От первого сибирского к первому всесоюзному

Сибирская предтеча

Ровно через четыре года после возникновения «Сибирских огней» был образован Сибирский союз писателей. Какая тут связь с журналом? Да самая непосредственная.

Мысль о создании единой сибирской литературной организации зародилась среди писателей, группировавшихся вокруг «Сибирских огней». В октябре 1925 года была создана инициативная группа, а в конце ноября общее собрание писателей Новосибирска единогласно постановило «признать необходимым созыв писательского съезда»62 и избрало оргбюро под председательством В. Зазубрина для проведения подготовительной работы. Проведена она была успешно, и в марте (с 21 по 24) 1926 года I Съезд сибирских писателей состоялся.

На съезде присутствовали 44 делегата от большинства крупных сибирских городов: Омска, Новосибирска, Барнаула, Бийска, Кемерово, Кузнецка, Томска, Ачинска, Красноярска, Иркутска.

Съезд открылся в обстановке обостренной литературной борьбы, происходившей в стране. Некоторые из существовавших тогда школ и направлений – РАПП (Российская ассоциация пролетарских писателей), ЛЕФ (Левый фронт искусства), ЛКЦ (Литературный центр конструктивистов), группы «Перевал», «На посту» – агрессивно претендовали на роль безоговорочного лидера, а несогласных всячески поносили. Борьба шла не только в столицах, но и в провинции, и переходила она нередко в откровенную грызню и свару. Но именно в ее ходе выкристаллизовывалась идея объединения писателей на общей идейно-эстетической платформе.

С основными докладами «Писатель, литература и революция» и «Сибирская литература послереволюционного периода» на съезде выступил В. Зазубрин. Его содокладчиками были иркутский писатель Ис. Гольдберг, сделавший сообщение о сибирской литературе дореволюционного периода и заведующий Сибкрайиздатом М. Басов, рассказавший об издательской деятельности в Сибири.
# # # # #
# ПОСТАВЛЕННАЯ ЗАДАЧА 1
Воспроизведите фрагмент текста о Съезде сибирских писателей, начиная со слов «Ровно через четыре» и заканчивая словами «Ачинска, Красноярска, Иркутска.».
# ПОСТАВЛЕННАЯ ЗАДАЧА 2
Ответьте на вопросы по тексту о Съезде сибирских писателей.
(a) Сколько делегатов присутствовало на съезде?
(b) Под чьим председательством было избрано оргбюро для подготовительной работы?
(c) О чём рассказал на съезде заведующий Сибкрайиздатом М. Басов?
# ПОСТАВЛЕННАЯ ЗАДАЧА 3
Переведите на английский язык предложение из текста о Съезде сибирских писателей: «Съезд открылся в обстановке обостренной литературной борьбы, происходившей в стране.»
Данные для работы с текстом не понадобятся.
# # # # #
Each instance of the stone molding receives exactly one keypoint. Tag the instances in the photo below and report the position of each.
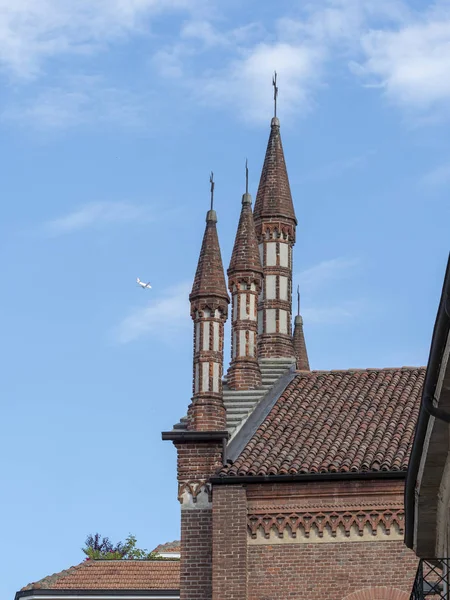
(378, 593)
(195, 493)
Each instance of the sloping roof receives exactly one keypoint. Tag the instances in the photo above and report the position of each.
(337, 421)
(169, 547)
(114, 575)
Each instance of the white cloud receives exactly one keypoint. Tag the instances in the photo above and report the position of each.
(244, 85)
(78, 101)
(332, 315)
(95, 214)
(163, 317)
(412, 62)
(326, 272)
(437, 176)
(33, 31)
(333, 169)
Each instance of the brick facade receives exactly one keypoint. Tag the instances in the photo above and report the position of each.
(331, 571)
(371, 562)
(229, 533)
(196, 462)
(340, 438)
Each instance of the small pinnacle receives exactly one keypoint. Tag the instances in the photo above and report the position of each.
(211, 216)
(211, 181)
(246, 198)
(275, 93)
(246, 176)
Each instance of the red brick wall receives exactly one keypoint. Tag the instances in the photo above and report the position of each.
(327, 571)
(196, 463)
(196, 555)
(229, 543)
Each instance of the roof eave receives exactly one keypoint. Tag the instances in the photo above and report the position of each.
(439, 340)
(80, 593)
(305, 477)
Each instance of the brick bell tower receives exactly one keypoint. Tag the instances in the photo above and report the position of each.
(201, 438)
(245, 276)
(275, 224)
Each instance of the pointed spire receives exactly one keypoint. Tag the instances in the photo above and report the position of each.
(301, 353)
(210, 278)
(245, 255)
(274, 193)
(245, 276)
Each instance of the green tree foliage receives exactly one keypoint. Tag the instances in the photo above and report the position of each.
(101, 548)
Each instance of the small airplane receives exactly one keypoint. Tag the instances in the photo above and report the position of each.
(144, 286)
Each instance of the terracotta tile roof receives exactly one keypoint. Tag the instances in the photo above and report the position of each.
(114, 575)
(337, 421)
(168, 547)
# # # # #
# ОТВЕТ НА ЗАДАНИЕ 1
Ровно через четыре года после возникновения «Сибирских огней» был образован Сибирский союз писателей. Какая тут связь с журналом? Да самая непосредственная.

Мысль о создании единой сибирской литературной организации зародилась среди писателей, группировавшихся вокруг «Сибирских огней». В октябре 1925 года была создана инициативная группа, а в конце ноября общее собрание писателей Новосибирска единогласно постановило «признать необходимым созыв писательского съезда»62 и избрало оргбюро под председательством В. Зазубрина для проведения подготовительной работы. Проведена она была успешно, и в марте (с 21 по 24) 1926 года I Съезд сибирских писателей состоялся.

На съезде присутствовали 44 делегата от большинства крупных сибирских городов: Омска, Новосибирска, Барнаула, Бийска, Кемерово, Кузнецка, Томска, Ачинска, Красноярска, Иркутска.

# ОТВЕТ НА ЗАДАНИЕ 2
(a) 44 делегата.
(b) Под председательством В. Зазубрина.
(c) Об издательской деятельности в Сибири.

# ОТВЕТ НА ЗАДАНИЕ 3
The congress opened amid an intense literary struggle that was taking place in the country.